### Given passage
....

Thursday, February 22, 2007

The Galapagos Project



Following our recent seminar I have been giving the notion of reduction a lot of thought. I was vocally questioning of Doug’s insistence to find a single core idea at this stage mainly due to the way that I work dictates that exploration unearths the thrust of what my theatre maybe ‘about’. I always try to avoid imposing a particular single purpose or meaning to the work, I find that the best work is chanced upon, that it emerges unexpectedly from setting up the right circumstances in which it may occur.

If anything my theatre has been concerned with trying to define itself, questioning the conventions and conditioning that is brought to a theatrical event, pushing the notion of character, jarring expectation and most importantly creating a heightened bizarre and ambiguous world in which the audience can inhabit and be pushed around in.

However I confess I was wrong to think this as an absolute. Contrary to Doug’s assertion that students are told to try anything I have always been taught to reduce, focus and find a nucleus for the work that can serve as the motor. I totally agree with this. As a director you are always trying to locate that ‘geustus’ that can saturate every moment, movement, and object that acts at a kind of metaphysical glue that transcends every aspect of the play and will hopefully spill over to the audience. I admit I was wrong to question this yesterday, It is exactly what at this stage we all need to be doing, just because you reduce does not mean within that reduction you can not discover the moments and dynamics that are chanced upon. It is what I intend to do, and indeed have been doing over this term. I have been working very hard on trying to define my theatre, my objects, and my approach. I would like to share my current process and hope to continue an idea of reduction.

My new work is presented under the title ‘ The Galapagos Project’ which will contain a series of street performances as preparation for, and promotion of, a full-length performance piece called The Galapagos Man, which will be presented as my final work. The Galapagos Man is a twisted tale set in an undisclosed near future in London. In the traditions of Pop Sci-fi Graphic Novels and Orwellian style distopia it takes on the theme of the victimisation of the individual (the sense of self - who am I?) by the state (imposed systems) and the unrelenting flux of national and global culture. With this notion at its centre it is also a meditation on the fate of human evolution. In an age of scientific discovery reaching stratospheric advancement and technological achievement (I think mainly of genetics) how will Darwin’s theory react to so much meddling by man? The planet is already reacting violently to human interference. The story will be told about a tragic anti-hero at the centre of a Government cover up from the perspective of two Inspectors who are sent to untangle the trail and ultimately end the life story of The Galapagos Man.

Over the past weeks I have been working on a text to find a shape to how the performance might work and also I have been making prototypes of objects that might be used using construction techniques that I have never worked with before. I am hoping to start practically working with both the text and objects as soon as possible,

Although I have chosen not to take part in the TBW show as I have being feeling fine art saturated and strongly feel that my work does not exist in a gallery, I will be scratching the various ‘shifts’ that occur within the play, bringing in some actors to work with, maybe even setting up some open rehearsals so anyone can come and contribute to the process.

....

### Work item
Answer these questions using the Galapagos Project post.
1. What is the full-length performance piece that will be presented as the final work called?
2. Where and when is that piece set?
3. What two reasons are given for not taking part in the TBW show?

[Stored data entries]
....

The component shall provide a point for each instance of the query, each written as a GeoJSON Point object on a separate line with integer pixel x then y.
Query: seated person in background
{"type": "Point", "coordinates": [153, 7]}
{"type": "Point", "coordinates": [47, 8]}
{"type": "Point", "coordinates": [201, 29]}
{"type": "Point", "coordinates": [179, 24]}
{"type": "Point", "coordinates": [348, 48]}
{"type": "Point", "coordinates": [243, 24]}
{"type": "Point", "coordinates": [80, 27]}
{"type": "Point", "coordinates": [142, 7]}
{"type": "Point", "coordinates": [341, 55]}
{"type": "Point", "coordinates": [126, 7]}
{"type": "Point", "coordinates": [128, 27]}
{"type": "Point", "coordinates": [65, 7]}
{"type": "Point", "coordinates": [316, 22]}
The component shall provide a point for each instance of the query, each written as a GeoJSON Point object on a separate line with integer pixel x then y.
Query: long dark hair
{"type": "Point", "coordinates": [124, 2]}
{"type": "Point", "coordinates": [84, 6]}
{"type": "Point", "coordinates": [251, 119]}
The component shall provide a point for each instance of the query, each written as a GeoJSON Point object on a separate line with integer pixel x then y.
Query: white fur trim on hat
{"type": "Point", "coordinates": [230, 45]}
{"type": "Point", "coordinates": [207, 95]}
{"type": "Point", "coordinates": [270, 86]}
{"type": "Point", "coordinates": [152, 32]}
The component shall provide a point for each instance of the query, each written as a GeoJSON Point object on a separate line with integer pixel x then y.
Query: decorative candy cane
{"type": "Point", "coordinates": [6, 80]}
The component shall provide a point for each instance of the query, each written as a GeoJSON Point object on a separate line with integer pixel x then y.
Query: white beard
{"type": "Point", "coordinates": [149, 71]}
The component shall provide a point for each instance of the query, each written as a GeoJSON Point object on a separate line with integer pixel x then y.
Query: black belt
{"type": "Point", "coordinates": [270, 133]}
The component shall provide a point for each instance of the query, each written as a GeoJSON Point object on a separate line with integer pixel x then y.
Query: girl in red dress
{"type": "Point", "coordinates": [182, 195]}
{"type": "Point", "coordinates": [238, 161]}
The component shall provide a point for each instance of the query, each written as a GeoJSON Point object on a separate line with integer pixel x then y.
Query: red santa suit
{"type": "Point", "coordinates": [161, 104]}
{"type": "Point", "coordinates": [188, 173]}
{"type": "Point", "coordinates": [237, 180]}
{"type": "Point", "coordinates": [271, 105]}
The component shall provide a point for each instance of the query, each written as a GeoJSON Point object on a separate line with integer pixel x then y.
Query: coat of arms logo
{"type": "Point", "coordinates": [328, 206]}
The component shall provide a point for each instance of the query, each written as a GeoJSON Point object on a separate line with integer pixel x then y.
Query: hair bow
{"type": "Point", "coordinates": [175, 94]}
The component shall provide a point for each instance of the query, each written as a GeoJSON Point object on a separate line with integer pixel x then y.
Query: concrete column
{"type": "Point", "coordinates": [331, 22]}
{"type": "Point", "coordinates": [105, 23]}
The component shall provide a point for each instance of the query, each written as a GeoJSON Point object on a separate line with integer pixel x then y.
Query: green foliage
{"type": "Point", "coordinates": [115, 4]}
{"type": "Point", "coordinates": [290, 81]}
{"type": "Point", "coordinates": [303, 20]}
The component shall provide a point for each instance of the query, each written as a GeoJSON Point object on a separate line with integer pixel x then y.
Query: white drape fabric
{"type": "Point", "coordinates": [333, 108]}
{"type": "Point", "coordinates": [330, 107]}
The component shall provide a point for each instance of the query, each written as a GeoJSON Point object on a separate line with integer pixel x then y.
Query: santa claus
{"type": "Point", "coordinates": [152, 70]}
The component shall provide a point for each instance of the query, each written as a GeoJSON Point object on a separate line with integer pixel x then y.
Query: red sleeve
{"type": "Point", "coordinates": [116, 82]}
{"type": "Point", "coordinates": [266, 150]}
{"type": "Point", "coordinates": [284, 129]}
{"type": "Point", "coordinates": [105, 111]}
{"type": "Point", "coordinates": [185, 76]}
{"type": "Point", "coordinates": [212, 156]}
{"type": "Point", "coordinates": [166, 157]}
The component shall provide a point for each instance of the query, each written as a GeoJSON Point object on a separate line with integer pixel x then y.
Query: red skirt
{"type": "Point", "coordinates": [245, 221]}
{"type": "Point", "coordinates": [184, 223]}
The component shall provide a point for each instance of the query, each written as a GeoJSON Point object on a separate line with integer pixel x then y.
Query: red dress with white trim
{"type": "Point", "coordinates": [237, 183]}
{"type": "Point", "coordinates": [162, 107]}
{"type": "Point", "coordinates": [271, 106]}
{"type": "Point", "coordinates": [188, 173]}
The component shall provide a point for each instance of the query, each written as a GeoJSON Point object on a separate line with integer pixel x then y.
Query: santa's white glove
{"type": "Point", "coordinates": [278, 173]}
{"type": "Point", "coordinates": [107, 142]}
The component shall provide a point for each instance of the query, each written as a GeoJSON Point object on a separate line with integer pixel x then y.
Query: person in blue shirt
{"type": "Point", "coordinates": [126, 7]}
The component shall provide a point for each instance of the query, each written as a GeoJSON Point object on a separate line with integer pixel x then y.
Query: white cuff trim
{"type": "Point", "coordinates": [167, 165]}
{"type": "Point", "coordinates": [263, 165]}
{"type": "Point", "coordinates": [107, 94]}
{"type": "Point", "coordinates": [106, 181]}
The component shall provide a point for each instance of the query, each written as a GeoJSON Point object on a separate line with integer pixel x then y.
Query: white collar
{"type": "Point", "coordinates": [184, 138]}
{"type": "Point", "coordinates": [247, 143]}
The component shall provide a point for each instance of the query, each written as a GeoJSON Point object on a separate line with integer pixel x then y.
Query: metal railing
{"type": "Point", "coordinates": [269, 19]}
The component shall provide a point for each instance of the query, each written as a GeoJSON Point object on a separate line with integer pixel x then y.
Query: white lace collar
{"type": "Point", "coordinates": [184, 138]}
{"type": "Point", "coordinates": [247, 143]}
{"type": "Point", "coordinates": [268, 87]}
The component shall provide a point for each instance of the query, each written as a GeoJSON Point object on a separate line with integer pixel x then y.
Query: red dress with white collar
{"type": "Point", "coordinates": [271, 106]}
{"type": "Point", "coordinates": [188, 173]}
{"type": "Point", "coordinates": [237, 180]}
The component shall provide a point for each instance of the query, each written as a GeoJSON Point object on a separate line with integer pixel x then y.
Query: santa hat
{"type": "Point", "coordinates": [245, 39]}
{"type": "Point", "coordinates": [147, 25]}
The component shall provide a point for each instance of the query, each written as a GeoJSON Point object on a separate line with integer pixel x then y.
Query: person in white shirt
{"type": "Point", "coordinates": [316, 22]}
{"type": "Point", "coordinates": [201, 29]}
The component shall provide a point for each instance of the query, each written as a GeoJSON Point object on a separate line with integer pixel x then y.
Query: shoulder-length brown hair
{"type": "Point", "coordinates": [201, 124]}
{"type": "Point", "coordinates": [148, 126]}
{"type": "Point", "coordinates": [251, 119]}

....

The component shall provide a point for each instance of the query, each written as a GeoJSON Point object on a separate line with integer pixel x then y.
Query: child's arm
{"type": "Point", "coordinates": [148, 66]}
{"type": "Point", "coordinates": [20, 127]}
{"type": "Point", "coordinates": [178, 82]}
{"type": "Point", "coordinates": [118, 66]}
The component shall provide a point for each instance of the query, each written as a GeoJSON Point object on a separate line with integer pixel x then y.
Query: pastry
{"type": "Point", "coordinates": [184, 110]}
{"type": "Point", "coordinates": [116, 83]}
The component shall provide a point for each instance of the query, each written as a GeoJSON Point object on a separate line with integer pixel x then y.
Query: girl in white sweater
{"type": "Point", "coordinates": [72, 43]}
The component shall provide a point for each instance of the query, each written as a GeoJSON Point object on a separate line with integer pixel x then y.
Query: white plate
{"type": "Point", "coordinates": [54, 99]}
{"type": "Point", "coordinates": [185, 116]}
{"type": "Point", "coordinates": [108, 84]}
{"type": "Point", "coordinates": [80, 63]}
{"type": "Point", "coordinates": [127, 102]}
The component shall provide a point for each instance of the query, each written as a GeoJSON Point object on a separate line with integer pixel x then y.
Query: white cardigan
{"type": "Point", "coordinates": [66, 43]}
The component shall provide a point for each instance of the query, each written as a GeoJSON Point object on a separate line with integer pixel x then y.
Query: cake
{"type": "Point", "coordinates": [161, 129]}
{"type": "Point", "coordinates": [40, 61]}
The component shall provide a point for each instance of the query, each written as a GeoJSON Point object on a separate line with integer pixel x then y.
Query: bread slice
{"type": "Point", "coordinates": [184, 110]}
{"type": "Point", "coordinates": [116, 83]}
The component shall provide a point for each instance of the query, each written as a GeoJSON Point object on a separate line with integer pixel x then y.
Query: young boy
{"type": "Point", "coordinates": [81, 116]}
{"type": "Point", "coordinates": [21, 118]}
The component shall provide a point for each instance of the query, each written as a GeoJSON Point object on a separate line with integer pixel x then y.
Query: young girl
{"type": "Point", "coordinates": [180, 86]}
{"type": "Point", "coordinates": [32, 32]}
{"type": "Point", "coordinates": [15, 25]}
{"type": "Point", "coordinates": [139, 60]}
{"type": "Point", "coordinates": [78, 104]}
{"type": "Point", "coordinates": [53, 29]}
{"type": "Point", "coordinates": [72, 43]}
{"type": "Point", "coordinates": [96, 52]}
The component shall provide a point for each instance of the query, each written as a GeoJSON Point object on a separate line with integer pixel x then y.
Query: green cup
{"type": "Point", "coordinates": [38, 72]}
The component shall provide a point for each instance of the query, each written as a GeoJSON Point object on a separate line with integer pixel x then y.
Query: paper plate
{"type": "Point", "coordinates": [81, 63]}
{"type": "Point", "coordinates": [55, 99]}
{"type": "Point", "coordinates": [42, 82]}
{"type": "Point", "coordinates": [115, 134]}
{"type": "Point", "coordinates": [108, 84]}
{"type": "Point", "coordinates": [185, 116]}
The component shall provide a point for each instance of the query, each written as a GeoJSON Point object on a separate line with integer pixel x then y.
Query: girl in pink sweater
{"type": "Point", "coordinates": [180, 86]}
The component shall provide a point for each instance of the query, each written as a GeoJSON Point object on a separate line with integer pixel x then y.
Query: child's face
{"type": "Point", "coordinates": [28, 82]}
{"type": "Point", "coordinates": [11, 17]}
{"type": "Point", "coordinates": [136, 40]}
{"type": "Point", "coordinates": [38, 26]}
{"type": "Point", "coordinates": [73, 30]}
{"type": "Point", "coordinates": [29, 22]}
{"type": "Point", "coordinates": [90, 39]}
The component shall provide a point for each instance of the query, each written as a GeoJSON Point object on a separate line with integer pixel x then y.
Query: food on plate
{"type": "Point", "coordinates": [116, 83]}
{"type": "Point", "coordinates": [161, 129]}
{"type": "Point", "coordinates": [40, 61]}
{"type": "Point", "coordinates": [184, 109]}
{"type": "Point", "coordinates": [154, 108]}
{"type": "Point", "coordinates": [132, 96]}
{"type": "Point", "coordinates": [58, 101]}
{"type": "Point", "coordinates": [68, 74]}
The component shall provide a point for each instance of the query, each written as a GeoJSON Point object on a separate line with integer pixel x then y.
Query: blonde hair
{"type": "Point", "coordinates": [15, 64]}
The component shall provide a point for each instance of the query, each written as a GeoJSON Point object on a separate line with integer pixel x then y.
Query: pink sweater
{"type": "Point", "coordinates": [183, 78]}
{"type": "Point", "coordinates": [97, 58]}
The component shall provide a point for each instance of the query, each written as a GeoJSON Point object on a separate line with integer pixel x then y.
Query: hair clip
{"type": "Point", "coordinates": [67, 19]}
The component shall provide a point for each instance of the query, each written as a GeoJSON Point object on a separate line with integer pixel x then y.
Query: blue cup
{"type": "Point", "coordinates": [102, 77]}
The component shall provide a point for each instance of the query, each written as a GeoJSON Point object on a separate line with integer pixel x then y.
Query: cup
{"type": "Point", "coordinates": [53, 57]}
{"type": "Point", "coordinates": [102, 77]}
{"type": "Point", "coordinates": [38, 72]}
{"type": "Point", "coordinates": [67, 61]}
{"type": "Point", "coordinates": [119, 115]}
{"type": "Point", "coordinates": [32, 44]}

....

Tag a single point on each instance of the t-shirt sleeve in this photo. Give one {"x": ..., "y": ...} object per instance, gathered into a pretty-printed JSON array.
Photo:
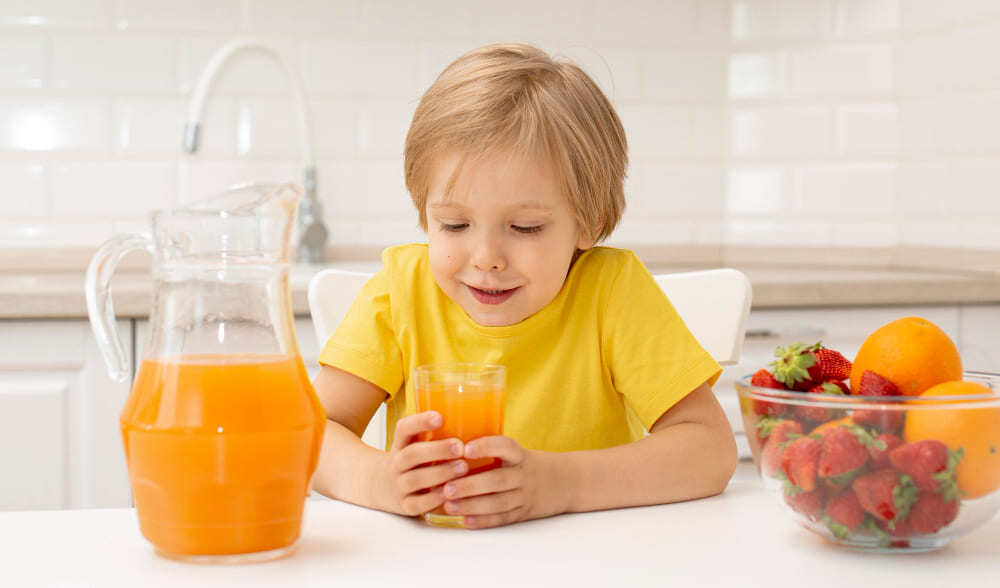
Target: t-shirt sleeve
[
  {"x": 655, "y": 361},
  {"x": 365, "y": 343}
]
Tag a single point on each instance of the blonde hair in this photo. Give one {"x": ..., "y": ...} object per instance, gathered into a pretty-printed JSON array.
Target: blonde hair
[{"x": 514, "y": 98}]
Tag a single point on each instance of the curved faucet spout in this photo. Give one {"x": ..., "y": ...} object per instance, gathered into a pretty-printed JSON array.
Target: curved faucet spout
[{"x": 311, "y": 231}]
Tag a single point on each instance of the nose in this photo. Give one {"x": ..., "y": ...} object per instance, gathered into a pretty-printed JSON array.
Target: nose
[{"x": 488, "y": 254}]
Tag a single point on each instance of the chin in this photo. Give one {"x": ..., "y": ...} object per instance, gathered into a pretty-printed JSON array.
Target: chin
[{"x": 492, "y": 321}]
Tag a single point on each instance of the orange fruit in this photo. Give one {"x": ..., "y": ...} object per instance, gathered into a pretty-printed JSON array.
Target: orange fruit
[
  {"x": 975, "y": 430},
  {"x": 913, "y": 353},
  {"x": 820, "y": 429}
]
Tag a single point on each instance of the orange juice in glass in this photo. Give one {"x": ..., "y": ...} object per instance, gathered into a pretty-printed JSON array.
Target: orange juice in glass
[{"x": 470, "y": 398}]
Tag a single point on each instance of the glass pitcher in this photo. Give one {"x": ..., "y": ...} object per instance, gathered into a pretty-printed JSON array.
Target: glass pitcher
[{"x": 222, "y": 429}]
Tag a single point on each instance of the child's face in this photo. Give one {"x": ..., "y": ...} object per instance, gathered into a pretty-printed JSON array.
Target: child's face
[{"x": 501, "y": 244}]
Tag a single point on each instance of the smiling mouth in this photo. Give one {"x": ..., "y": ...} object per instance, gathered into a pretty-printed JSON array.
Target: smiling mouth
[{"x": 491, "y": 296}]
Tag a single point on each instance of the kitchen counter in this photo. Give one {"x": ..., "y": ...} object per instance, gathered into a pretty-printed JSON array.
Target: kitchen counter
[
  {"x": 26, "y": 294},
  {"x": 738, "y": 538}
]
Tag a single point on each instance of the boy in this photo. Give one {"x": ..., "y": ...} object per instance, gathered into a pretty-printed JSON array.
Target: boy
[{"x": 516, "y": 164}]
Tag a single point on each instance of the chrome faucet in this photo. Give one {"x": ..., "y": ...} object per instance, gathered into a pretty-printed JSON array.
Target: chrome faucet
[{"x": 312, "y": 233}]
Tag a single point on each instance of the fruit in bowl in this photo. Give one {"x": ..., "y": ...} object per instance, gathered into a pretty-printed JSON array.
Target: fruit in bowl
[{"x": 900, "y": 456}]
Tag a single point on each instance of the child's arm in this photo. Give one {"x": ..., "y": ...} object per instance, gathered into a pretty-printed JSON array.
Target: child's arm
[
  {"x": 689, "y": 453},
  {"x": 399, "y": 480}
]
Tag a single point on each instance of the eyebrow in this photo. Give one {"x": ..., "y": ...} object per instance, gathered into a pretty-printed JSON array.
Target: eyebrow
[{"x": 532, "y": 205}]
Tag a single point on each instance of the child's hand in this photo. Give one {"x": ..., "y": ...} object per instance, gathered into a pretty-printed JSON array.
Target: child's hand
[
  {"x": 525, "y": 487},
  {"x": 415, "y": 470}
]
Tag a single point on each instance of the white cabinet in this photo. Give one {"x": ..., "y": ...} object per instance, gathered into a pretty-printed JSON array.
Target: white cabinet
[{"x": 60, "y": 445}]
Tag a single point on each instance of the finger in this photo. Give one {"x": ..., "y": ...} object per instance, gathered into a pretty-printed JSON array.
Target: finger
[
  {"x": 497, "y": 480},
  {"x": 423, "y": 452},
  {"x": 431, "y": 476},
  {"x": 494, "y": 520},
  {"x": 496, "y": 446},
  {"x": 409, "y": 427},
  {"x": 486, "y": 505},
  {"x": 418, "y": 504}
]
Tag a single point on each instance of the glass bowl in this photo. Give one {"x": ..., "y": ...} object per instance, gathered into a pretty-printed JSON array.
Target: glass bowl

....

### Response to this exercise
1. The Galapagos Man.
2. In London, in an undisclosed near future.
3. The writer has been feeling fine art saturated and strongly feels that the work does not exist in a gallery.